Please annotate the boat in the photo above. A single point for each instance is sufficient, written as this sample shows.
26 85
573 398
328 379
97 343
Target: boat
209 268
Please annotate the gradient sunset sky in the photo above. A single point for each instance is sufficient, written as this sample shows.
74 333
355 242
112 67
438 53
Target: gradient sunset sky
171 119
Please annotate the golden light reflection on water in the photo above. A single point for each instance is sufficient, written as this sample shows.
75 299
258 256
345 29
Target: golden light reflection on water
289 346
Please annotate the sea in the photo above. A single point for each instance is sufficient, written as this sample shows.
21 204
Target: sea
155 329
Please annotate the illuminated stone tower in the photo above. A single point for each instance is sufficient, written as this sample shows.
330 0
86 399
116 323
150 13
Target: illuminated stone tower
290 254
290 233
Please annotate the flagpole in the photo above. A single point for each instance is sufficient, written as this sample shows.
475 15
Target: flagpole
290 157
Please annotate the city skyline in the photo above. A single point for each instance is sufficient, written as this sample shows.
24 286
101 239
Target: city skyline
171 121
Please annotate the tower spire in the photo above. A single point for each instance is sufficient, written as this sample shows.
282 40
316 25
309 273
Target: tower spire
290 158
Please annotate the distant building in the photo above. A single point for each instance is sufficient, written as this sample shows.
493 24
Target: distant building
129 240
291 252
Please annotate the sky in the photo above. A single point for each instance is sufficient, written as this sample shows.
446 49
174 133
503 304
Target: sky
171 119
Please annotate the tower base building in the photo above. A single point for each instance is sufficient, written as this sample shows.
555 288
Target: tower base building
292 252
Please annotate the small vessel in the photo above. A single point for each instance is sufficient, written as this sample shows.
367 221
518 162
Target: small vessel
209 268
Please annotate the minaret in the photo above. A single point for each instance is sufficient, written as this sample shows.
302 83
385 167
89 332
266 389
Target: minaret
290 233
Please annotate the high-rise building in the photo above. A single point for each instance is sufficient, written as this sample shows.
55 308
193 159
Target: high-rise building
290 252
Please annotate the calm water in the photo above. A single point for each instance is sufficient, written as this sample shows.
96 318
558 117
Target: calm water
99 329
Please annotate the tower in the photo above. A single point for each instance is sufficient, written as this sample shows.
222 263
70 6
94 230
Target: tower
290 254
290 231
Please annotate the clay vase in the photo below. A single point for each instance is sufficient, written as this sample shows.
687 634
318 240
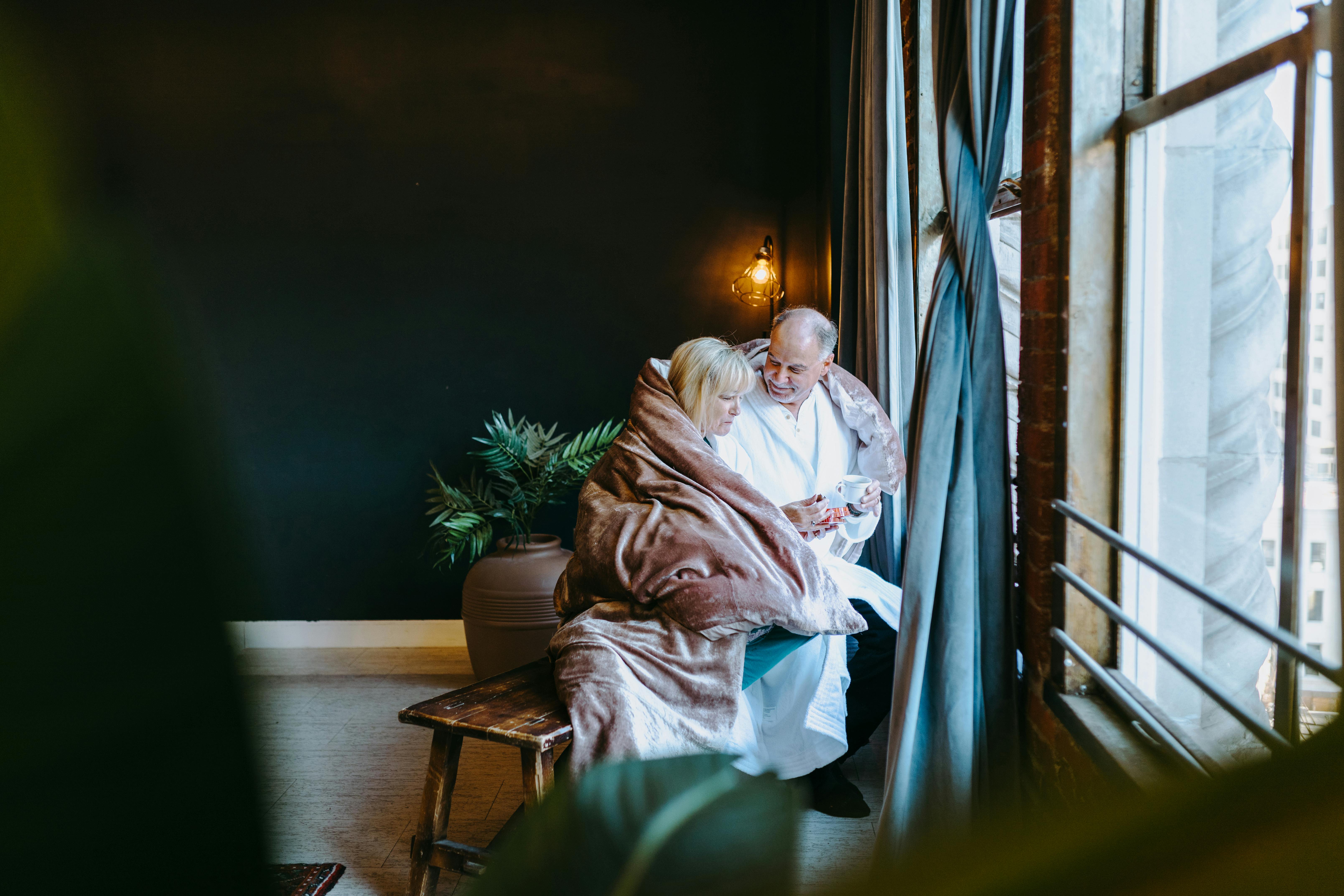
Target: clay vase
509 604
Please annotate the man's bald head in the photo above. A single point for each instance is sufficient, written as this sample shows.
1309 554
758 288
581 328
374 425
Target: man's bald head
802 326
803 343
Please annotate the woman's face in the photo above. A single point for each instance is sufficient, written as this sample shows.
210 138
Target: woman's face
724 409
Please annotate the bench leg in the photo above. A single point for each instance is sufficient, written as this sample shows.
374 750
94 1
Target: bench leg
538 774
439 800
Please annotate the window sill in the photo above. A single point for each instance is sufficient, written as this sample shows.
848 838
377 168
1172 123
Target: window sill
1121 754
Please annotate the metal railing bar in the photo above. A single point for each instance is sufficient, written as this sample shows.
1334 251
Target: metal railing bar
1265 734
1283 639
1183 737
1288 49
1155 730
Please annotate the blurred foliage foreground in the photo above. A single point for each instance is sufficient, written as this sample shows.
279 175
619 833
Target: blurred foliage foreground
694 825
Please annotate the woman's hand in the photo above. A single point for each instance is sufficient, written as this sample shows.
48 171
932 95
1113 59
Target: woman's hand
872 498
810 516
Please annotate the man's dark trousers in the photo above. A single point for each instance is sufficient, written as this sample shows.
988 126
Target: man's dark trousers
872 671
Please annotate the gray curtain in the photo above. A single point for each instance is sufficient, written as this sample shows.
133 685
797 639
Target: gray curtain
877 299
953 721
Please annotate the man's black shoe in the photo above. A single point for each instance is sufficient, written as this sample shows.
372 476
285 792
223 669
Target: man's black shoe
832 794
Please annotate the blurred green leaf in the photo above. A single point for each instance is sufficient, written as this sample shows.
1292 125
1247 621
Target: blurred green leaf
693 825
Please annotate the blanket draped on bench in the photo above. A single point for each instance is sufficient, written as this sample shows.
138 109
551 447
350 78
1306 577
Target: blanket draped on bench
675 559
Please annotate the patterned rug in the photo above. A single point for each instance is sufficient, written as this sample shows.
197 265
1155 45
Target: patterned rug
304 881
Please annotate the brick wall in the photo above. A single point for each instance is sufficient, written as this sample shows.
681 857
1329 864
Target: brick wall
1057 766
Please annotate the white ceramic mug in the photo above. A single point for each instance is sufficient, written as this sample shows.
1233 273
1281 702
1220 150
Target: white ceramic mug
854 487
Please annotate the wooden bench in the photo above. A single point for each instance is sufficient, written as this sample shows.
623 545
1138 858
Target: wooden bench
518 708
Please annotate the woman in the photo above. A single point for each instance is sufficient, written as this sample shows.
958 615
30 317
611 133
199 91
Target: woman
678 559
794 683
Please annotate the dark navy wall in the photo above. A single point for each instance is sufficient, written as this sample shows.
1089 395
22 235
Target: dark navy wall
382 221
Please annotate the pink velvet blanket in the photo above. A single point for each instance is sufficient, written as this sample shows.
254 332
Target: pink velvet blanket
675 559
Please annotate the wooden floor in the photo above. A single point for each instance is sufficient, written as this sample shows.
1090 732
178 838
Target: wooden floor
343 778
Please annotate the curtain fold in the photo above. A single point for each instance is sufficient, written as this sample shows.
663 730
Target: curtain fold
953 721
877 297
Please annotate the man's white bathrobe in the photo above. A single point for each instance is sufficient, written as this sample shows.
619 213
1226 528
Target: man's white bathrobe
792 719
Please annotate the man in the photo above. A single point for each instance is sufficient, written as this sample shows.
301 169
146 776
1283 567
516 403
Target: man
803 433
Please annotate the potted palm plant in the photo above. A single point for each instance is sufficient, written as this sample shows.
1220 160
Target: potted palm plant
509 609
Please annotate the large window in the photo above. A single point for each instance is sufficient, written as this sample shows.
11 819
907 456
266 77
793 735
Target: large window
1228 400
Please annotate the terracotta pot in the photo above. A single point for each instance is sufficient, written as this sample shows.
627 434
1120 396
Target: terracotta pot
509 604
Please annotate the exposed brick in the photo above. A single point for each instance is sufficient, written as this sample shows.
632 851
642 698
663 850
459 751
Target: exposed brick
1042 334
1060 769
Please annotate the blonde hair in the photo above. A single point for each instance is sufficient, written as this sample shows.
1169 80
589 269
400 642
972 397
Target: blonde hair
702 370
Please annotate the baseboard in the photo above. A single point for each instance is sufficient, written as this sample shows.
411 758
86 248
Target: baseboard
347 633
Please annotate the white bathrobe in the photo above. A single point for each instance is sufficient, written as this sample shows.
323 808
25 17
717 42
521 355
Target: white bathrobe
792 719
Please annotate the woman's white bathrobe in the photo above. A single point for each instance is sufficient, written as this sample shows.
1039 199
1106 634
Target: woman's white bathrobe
792 719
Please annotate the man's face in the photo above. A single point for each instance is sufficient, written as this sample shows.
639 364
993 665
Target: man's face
792 366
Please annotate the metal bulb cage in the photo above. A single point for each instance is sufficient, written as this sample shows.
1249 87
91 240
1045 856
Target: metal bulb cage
765 292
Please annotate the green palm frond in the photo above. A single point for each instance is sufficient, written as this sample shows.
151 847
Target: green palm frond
588 448
527 467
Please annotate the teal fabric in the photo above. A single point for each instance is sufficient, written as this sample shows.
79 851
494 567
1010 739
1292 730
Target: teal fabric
768 651
953 747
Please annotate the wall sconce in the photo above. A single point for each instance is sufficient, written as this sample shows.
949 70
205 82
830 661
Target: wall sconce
759 285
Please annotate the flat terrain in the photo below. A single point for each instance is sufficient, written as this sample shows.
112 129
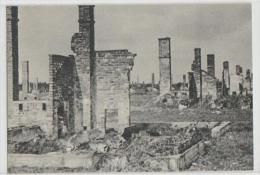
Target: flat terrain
144 111
232 151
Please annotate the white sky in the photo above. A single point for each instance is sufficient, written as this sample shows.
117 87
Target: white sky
223 30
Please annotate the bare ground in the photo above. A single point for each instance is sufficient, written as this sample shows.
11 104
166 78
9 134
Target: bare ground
144 112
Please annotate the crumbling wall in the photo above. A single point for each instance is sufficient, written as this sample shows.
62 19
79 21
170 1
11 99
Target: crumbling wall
12 56
225 79
209 85
82 44
196 68
236 84
248 83
31 113
165 65
61 92
112 89
205 82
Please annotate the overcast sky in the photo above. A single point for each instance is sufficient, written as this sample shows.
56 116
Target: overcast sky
223 30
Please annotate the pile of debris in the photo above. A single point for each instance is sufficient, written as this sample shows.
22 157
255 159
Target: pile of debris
144 149
30 140
235 102
95 140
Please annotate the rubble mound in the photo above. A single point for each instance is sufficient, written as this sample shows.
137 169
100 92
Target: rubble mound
95 140
30 140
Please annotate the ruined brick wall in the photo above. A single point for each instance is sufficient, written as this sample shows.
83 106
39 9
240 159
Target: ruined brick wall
205 82
192 86
165 65
211 64
236 84
112 89
25 78
209 85
248 83
196 68
61 91
31 113
225 79
12 56
82 44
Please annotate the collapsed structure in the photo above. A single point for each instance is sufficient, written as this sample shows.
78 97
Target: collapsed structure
87 90
201 84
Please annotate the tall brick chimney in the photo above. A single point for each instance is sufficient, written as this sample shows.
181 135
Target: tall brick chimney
225 78
25 76
12 56
153 80
211 64
83 45
165 64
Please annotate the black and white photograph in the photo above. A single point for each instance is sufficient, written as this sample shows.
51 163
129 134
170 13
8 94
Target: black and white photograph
129 88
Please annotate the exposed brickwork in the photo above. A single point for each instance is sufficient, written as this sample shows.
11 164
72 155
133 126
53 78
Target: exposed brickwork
248 82
61 93
25 78
209 85
211 64
196 68
165 65
225 79
112 96
82 44
153 80
192 86
12 56
205 82
31 113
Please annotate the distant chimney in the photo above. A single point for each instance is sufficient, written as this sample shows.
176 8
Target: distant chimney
153 79
184 79
211 64
238 70
225 79
25 76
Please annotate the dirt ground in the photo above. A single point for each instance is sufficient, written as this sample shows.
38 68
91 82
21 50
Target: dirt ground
231 152
142 111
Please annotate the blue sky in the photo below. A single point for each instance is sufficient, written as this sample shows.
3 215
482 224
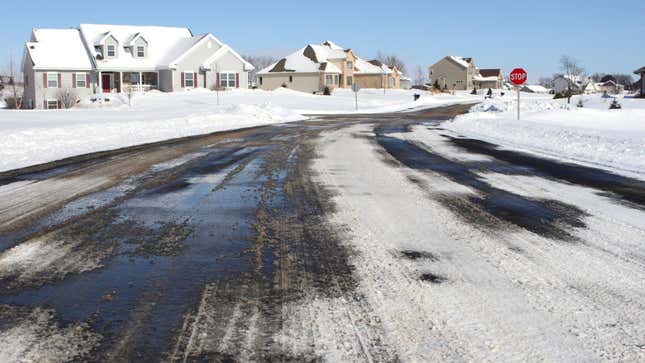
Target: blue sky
605 36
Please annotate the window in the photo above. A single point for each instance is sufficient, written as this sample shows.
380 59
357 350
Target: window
52 80
81 80
227 80
111 50
189 79
52 104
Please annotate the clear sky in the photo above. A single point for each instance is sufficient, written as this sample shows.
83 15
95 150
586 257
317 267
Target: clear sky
606 36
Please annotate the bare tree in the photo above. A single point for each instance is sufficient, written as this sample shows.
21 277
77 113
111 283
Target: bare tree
259 62
67 98
15 89
391 60
419 76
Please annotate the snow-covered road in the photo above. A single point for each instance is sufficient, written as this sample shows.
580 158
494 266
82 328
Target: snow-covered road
460 266
357 238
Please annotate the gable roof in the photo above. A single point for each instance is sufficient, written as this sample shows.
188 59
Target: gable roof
58 49
316 58
311 59
490 72
163 43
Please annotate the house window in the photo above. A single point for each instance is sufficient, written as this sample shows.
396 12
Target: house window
52 104
189 79
52 80
81 80
227 80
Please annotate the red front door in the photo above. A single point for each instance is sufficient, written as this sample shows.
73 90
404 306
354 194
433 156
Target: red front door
105 81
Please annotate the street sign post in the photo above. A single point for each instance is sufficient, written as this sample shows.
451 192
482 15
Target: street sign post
356 88
518 78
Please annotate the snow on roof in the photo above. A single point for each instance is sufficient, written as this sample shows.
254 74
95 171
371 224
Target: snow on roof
316 58
486 79
536 88
464 62
164 43
58 49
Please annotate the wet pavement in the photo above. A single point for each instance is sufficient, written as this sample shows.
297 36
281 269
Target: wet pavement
236 224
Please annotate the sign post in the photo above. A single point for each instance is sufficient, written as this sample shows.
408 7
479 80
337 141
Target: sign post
356 88
518 77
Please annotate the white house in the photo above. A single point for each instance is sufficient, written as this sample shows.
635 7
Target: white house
118 58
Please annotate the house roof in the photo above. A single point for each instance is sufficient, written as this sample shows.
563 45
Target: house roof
462 61
490 72
58 49
164 44
316 58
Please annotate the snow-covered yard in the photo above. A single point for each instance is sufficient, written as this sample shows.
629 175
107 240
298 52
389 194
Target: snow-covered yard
34 137
593 134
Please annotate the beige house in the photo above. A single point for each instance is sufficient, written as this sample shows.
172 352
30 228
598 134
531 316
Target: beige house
315 67
460 73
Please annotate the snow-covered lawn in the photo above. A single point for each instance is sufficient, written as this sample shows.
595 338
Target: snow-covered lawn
595 135
34 137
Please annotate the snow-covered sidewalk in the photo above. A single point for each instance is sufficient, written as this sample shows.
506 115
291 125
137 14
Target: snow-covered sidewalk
593 134
34 137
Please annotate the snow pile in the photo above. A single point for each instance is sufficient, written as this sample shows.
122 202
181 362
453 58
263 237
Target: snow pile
593 134
108 122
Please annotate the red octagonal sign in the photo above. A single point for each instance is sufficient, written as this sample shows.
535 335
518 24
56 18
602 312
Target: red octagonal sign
518 76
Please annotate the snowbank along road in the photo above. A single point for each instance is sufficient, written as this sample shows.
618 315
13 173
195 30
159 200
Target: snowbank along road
360 238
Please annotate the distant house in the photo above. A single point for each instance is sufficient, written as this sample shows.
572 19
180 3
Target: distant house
563 84
118 58
592 87
611 87
453 72
327 65
461 73
489 78
534 88
641 73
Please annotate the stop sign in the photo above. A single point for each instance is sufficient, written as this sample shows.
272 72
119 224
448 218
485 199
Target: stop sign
518 76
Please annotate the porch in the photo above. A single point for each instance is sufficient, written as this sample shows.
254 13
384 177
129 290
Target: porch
117 82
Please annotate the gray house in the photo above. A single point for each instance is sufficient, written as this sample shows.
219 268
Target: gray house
117 58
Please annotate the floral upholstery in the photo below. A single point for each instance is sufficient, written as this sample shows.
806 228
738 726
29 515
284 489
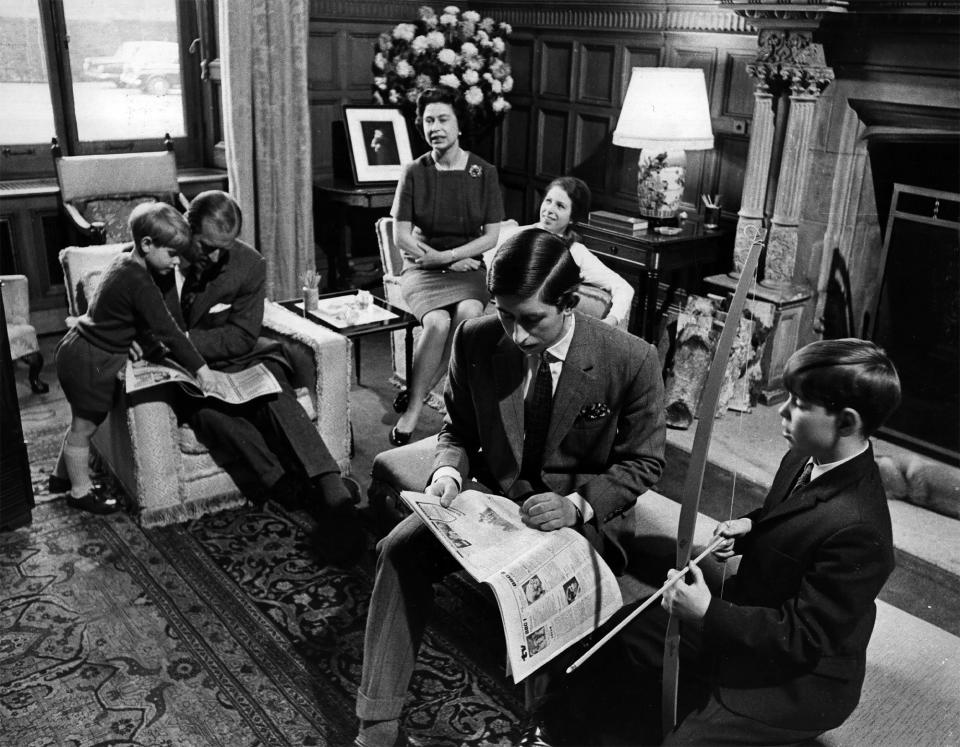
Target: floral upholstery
169 475
114 212
16 305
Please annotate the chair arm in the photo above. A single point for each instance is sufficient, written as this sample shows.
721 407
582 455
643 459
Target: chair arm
329 381
95 231
16 298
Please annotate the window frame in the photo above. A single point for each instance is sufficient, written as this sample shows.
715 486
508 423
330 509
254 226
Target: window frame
193 149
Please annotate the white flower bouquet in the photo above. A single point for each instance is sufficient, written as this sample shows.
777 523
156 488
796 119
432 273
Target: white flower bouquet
463 51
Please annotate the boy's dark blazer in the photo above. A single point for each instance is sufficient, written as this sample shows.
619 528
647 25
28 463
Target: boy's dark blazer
607 430
790 635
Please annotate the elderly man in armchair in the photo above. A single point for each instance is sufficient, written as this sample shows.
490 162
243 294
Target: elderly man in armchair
269 446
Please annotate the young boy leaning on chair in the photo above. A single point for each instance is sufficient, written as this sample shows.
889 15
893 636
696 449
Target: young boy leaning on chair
127 308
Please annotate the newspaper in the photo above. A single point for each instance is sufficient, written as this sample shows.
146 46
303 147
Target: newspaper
233 388
552 587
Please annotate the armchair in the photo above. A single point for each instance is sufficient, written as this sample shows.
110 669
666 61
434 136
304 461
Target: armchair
23 336
99 192
168 474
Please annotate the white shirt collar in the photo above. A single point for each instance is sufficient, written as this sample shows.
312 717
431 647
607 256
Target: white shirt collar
820 469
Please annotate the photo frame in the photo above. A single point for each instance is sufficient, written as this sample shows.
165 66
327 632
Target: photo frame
378 141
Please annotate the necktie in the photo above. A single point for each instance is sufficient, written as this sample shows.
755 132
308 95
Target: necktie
804 478
536 420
==================================================
Task brief: Across the whole listing above, count each line in which the string "below" occurs; respond with that number only.

Final answer: 4